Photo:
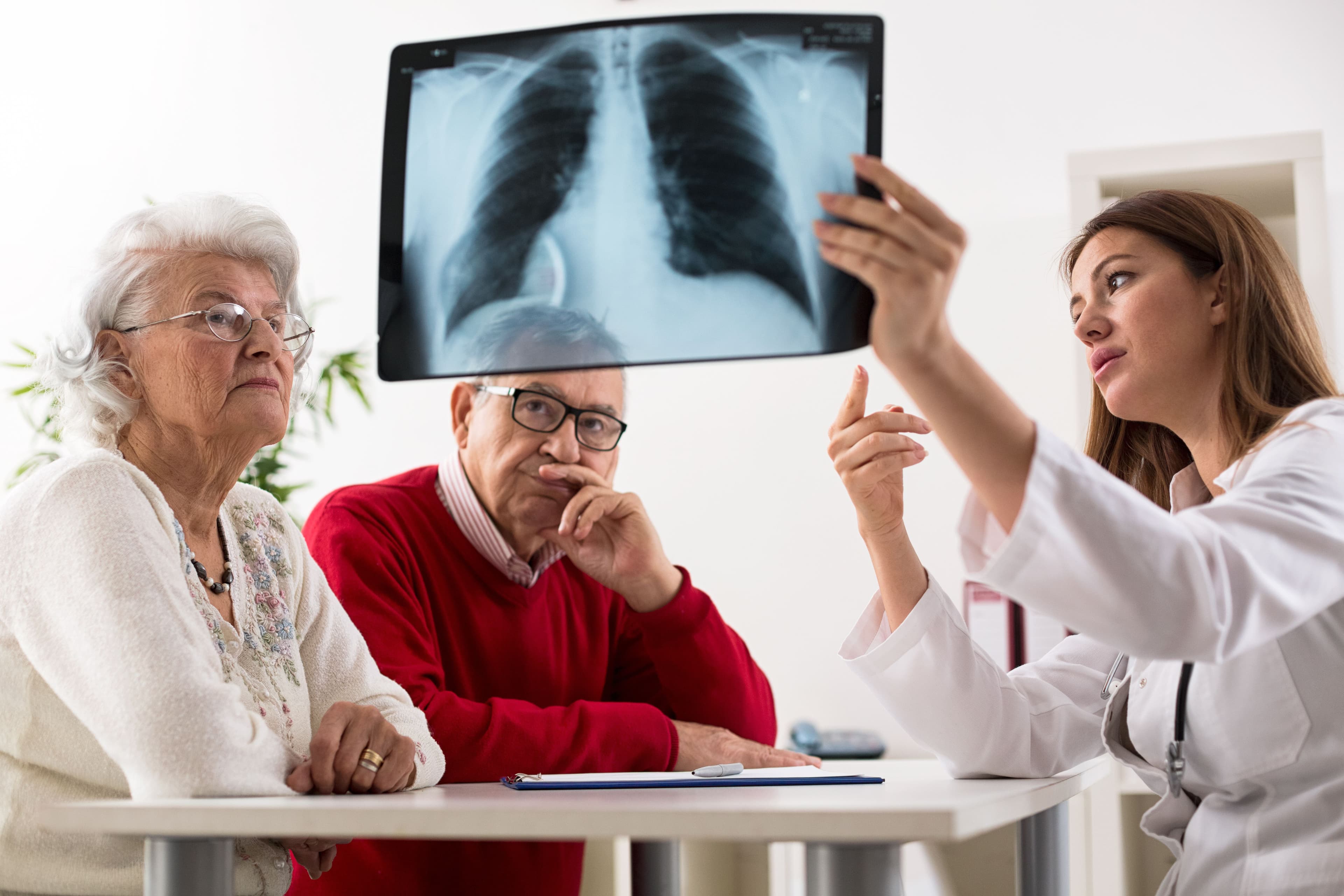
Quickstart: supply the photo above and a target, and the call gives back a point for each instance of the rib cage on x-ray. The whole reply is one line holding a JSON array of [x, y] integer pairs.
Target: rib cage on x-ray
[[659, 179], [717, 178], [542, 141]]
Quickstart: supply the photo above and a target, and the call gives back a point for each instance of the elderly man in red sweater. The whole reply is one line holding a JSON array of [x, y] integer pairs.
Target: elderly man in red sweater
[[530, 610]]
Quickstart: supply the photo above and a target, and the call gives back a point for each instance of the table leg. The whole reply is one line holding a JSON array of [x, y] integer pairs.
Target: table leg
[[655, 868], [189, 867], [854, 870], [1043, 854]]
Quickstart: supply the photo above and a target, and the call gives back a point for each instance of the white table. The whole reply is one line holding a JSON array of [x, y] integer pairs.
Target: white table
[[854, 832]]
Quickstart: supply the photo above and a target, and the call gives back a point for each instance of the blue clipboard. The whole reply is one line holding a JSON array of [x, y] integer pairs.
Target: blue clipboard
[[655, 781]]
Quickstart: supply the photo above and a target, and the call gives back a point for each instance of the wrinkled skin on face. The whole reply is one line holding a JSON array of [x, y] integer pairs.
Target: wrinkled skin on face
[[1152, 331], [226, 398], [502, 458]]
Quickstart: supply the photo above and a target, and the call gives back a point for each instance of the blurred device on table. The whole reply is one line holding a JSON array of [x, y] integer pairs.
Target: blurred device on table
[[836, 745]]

========================================================================

● EXERCISE OBJECTIVE
Copy out every one of the lines above word for word, leaving out the pictures.

● THE REPLY
Photo:
Quickstart: supply the photo above and a target, and the call gives back a point for each instance of the rib cage on x-ray. The whole reply is one line holding a JSON array of [x, y] integer pairs.
Target: rib cage on x-ray
[[659, 179], [717, 178], [542, 141]]
Quickstart: supply the photo above and a target, and the call gives back a point for each instance of the elderly man in red sweater. The whole reply is one line holding a JSON array of [x, y] integer pairs.
Target: elderly man in red sweater
[[530, 610]]
Quickstart: supply the photo above and a target, and the call gives back a point for each instance of the table leg. The whole reply is one line holding a JSON array of [x, y] integer pairs.
Target: table leg
[[655, 868], [189, 867], [854, 870], [1043, 854]]
Quickstart: supply the photo above and a target, and the call gives back a point for each instance of the white table. The whole reply is one line holding a JSON array of [x, y] integer pairs.
Target: white table
[[854, 832]]
Quickstart: supply the photo above and a target, and the call gives back a point for each instance of the blue clipboard. The whole reply is one line holding a JSON array of [x, y] integer pairs.
Target: blue clipboard
[[655, 781]]
Quickstart: supply the photo above and a target, and the call gives back a point for each instance of the wrinkled skin on face. The whole reply is one line holding a JSON array of [x, y] integer pairs.
Target: wrinkled skin on face
[[1152, 331], [226, 398], [502, 458]]
Quickstart: supply the photo above and a target, and the call gives back a point for each instance of the blurred device on table. The whole reply is one line holding a JSON array of [x, y] integer pairs.
Target: blurred device on table
[[836, 745]]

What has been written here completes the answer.